■ Task objective: Reproduce every line of the material below without alteration, omitting the pictures from your answer.

■ Extracted records:
--- START ---

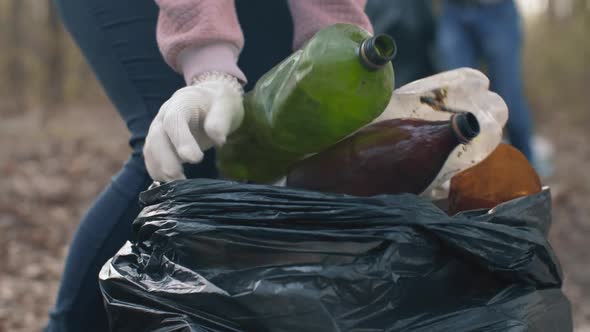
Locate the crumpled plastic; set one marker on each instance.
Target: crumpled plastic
(211, 255)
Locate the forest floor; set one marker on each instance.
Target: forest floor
(50, 173)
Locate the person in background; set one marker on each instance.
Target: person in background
(203, 53)
(476, 32)
(411, 23)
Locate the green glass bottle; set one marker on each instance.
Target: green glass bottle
(338, 82)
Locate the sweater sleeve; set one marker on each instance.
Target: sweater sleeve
(309, 16)
(198, 36)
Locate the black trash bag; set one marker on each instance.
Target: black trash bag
(212, 255)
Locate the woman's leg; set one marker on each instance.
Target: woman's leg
(118, 40)
(456, 46)
(500, 32)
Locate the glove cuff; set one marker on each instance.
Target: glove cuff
(218, 76)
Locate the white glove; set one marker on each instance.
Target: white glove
(436, 98)
(193, 120)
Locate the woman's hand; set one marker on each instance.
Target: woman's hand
(193, 120)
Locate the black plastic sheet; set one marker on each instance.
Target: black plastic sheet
(212, 255)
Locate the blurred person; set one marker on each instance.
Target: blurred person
(411, 23)
(472, 31)
(200, 59)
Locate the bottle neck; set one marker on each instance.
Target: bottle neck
(465, 127)
(377, 51)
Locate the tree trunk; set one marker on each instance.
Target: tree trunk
(55, 76)
(16, 66)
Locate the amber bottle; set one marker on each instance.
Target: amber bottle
(504, 175)
(388, 157)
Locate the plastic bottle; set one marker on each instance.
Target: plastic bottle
(505, 175)
(387, 157)
(440, 96)
(338, 82)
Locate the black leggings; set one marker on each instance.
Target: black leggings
(117, 38)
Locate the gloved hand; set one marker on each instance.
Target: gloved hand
(193, 120)
(437, 97)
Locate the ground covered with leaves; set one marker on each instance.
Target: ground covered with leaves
(52, 170)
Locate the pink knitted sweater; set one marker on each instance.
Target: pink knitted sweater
(197, 36)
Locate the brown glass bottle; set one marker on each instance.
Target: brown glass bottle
(504, 175)
(388, 157)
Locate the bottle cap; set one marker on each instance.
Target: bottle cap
(377, 51)
(465, 126)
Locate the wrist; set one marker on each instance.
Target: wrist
(218, 57)
(217, 76)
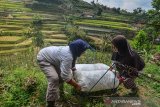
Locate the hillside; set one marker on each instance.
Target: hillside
(21, 81)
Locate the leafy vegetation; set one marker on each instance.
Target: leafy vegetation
(21, 81)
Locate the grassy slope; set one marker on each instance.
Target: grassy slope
(26, 85)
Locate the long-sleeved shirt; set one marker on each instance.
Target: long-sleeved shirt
(59, 56)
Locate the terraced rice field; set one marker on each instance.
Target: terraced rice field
(105, 24)
(18, 22)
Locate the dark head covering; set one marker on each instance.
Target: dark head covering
(77, 47)
(120, 42)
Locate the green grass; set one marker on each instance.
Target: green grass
(56, 41)
(11, 27)
(152, 69)
(57, 36)
(24, 44)
(105, 24)
(11, 39)
(23, 87)
(13, 6)
(12, 51)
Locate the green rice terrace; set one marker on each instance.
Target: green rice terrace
(28, 25)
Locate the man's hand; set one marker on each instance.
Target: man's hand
(74, 69)
(74, 84)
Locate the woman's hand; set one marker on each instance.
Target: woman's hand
(78, 87)
(74, 69)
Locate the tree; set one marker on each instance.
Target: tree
(154, 15)
(140, 15)
(99, 12)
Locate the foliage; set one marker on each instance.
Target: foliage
(154, 15)
(35, 32)
(74, 32)
(140, 15)
(141, 42)
(22, 87)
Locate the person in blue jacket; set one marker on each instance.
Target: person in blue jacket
(57, 63)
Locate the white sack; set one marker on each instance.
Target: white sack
(89, 67)
(87, 77)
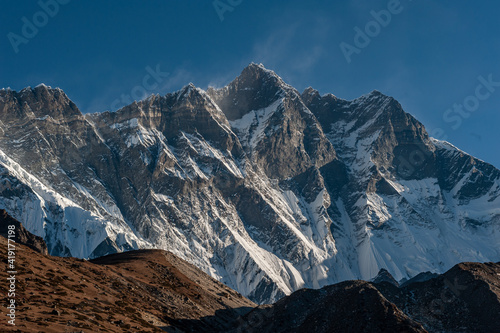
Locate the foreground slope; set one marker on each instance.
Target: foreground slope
(264, 188)
(139, 291)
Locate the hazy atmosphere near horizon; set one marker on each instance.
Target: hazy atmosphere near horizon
(429, 55)
(230, 166)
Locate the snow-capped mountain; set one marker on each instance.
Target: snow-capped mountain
(264, 188)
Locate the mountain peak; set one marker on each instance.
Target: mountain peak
(39, 102)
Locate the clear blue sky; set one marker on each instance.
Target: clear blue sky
(429, 56)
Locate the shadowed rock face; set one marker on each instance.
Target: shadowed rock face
(464, 299)
(261, 187)
(351, 306)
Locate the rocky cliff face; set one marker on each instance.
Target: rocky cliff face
(264, 188)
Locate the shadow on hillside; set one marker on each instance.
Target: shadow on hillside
(223, 321)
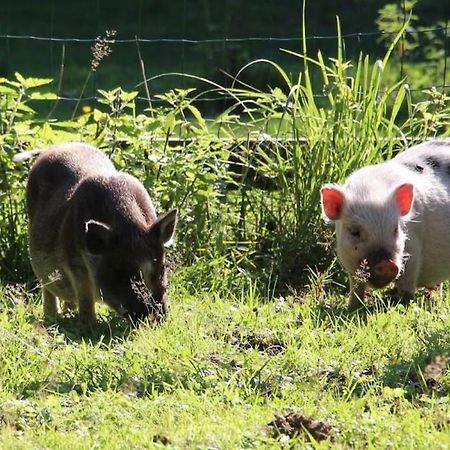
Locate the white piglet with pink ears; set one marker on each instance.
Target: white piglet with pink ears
(393, 222)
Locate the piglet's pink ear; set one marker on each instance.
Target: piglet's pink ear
(404, 196)
(333, 200)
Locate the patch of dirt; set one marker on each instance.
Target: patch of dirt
(296, 423)
(161, 438)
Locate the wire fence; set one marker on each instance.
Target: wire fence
(170, 63)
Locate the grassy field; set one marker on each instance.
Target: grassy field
(223, 370)
(258, 350)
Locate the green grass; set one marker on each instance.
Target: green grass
(220, 369)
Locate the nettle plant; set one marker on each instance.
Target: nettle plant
(19, 129)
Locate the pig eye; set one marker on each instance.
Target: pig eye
(355, 232)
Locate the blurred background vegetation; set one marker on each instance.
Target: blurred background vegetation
(220, 31)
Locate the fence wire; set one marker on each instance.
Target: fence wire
(217, 48)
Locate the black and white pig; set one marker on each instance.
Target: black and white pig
(393, 222)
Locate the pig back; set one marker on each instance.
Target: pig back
(430, 163)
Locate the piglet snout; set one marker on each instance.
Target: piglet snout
(383, 273)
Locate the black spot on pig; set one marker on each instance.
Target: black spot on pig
(432, 162)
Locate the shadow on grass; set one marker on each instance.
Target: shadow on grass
(422, 374)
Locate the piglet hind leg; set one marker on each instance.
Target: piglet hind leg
(51, 304)
(86, 304)
(406, 284)
(357, 292)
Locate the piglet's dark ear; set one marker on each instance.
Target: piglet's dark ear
(164, 227)
(98, 236)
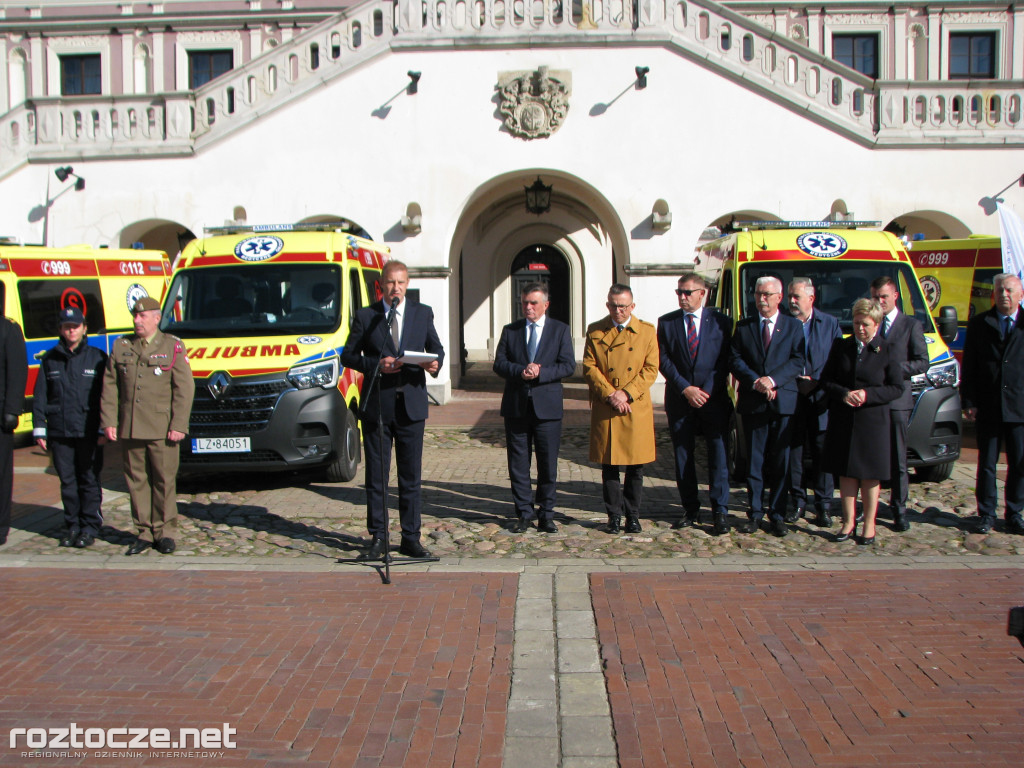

--- END ---

■ Result of this exercise:
Locate the crumpled plastic; set one marker on each instance.
Target: crumpled plastic
(211, 255)
Locate the forest floor; set one marker on each instance.
Target: forest floor
(50, 173)
Locate the person in background; set one marker on each instance.
Target: person in background
(203, 53)
(476, 32)
(411, 23)
Locate the green glass bottle; set one marker on each instance.
Target: green glass bottle
(338, 82)
Locate the sweater sleeve; set one marker on each instance.
Target: sweater sleeve
(309, 16)
(198, 36)
Locate the black trash bag; set one marker on each instance.
Target: black trash bag
(212, 255)
Locate the woman's leg; set one marker on each instance.
Target: woman's leg
(118, 40)
(456, 46)
(500, 32)
Locate the glove cuff; set one marker on each instance.
Target: glove cuff
(218, 76)
Locate the white glove; set one marker on each instance.
Target: white glove
(436, 98)
(193, 120)
Locate the woman's hand; set one marker on each instance.
Target: woman's hand
(193, 120)
Locate the black plastic sheet; set one marker on each instance.
Target: black plastic sheet
(212, 255)
Locate the blurred person; set one marker on each instance.
Target: blurred person
(411, 23)
(472, 31)
(200, 59)
Locate the bottle neck; set one marker on each instance.
Target: bottle neck
(465, 127)
(377, 51)
Locate the tree trunk; set one marker on each instance.
Target: tree trunk
(55, 76)
(16, 66)
Locate the amber bottle; set one marker on each instance.
Target: amber bottle
(504, 175)
(388, 157)
Locate the plastic bottle; set one marker on each instance.
Target: plastic bottle
(505, 175)
(387, 157)
(440, 96)
(338, 82)
Locate the black leggings; set one marker on each instance.
Target: black leggings
(117, 38)
Locate the gloved hand; set one marker on each instance.
Target: gloved hand
(193, 120)
(437, 97)
Locate the ground covered with leaves; set one marker on each instance.
Target: ground covered with leaves
(52, 170)
Locate the pink knitted sweater; set one marker on each instance.
Target: pink knitted sweater
(197, 36)
Locate the brown glass bottle; set one marker on each instance.
Target: brown glass bottle
(504, 175)
(388, 157)
Locate the bottle cap; set one marker on each instance.
Target: bottle cap
(377, 51)
(465, 126)
Locate the wrist; set one marker on each instance.
Target: wrist
(218, 57)
(217, 76)
Locate the hillside; set one marker on each instance.
Target: hillside
(21, 81)
Locate the leafy vegetation; set one marker on each instance.
Target: leafy vegetation
(21, 81)
Locate the grassy slope; set one marker on each instance.
Target: grassy slope
(26, 85)
Locate the long-sleeved shirt; set one marker on each instance.
Target: long-sleeved shirt
(59, 56)
Locate the terraced rice field; set one marker on each instance.
Target: terraced rice field
(105, 24)
(18, 22)
Locate the dark head covering; set one marker on each instance.
Target: dark head covering
(77, 47)
(120, 42)
Locate the green grass; set one marker on each instance.
Target: green grass
(56, 41)
(11, 27)
(152, 69)
(57, 36)
(24, 44)
(105, 24)
(11, 39)
(23, 87)
(13, 6)
(12, 51)
Locate the green rice terrace; set one marker on each instance.
Target: green rice terrace
(28, 25)
Locate the man's hand; set one marker on each instance.
Target: man's hand
(74, 69)
(74, 84)
Locate the woman's hand; set one marker on each instance.
Target: woman's hand
(78, 87)
(74, 69)
Locate the tree; set one marker on each instance.
Target: tree
(154, 15)
(140, 15)
(99, 12)
Locate the foliage; set one marker on each instance.
Target: foliage
(154, 15)
(35, 32)
(74, 32)
(140, 15)
(141, 42)
(22, 87)
Locate the person in blue jacket; set one marker on each instance.
Target: person in blue jacket
(57, 63)
Locate the white sack; set one marker on each instance.
Target: white sack
(89, 67)
(87, 77)
Locate the foreground slope; set one marker on each instance.
Target: foreground slope
(264, 188)
(139, 291)
Locate the hazy atmosphere near horizon; set one marker on each instance.
Target: hazy atmosphere near horizon
(429, 55)
(230, 166)
Locate the snow-capped mountain; set one marker on each instance.
Target: snow-capped mountain
(264, 188)
Locate the mountain peak; set one marker on each instance.
Target: mountain peak
(39, 102)
Locate the clear blue sky; set one marker on each instance.
Target: clear blue sky
(429, 56)
Locate the shadowed rock face; set one marker on each instance.
Target: shadowed rock face
(464, 299)
(261, 187)
(351, 306)
Locate the rocky cliff face; set one marker on each instance.
Target: rocky cliff face
(264, 188)
Locate the shadow on hillside; set one marker on each instance.
Target: shadow on hillside
(223, 321)
Locate the white piglet with pink ears; set one marker on each instance.
Target: white piglet with pink ears
(393, 222)
Locate the piglet's pink ear; set one marker on each instance.
Target: piglet's pink ear
(404, 196)
(333, 200)
Locate the patch of dirt; set one marker on each instance.
Target: patch of dirt
(296, 423)
(161, 438)
Locate the wire fence; set one marker on each instance.
Target: wire fence
(170, 63)
Locate the grassy field; set one marker on each instance.
Target: grassy field
(223, 370)
(258, 350)
Locate the green grass; set one marker on each instance.
Target: green grass
(220, 369)
Locate the nettle plant; set one marker on each instance.
Target: nettle plant
(19, 129)
Locate the pig eye; set one marker on each instance.
Target: pig eye
(355, 232)
Locate the blurred background vegetation; set one marker on each instance.
Target: blurred background vegetation
(220, 31)
Locate the fence wire; set one marker on each instance.
Target: fence wire
(217, 48)
Locate the black and white pig; set one marker on each instance.
Target: black and white pig
(393, 222)
Locate the pig back; set one marker on each instance.
Target: pig back
(430, 163)
Locate the piglet snout; set one marker on each instance.
Target: piglet snout
(383, 273)
Locate the black spot on pig; set one marker on each instance.
Target: black spot on pig
(432, 162)
Locate the shadow on grass; set one marker on each instance.
Target: shadow on grass
(422, 374)
Locate the piglet hind leg; set one marker on each instance.
Target: piglet hind leg
(51, 304)
(86, 304)
(406, 284)
(357, 292)
Locate the piglet's dark ear; set one marker on each instance.
Target: piglet's dark ear
(164, 227)
(98, 236)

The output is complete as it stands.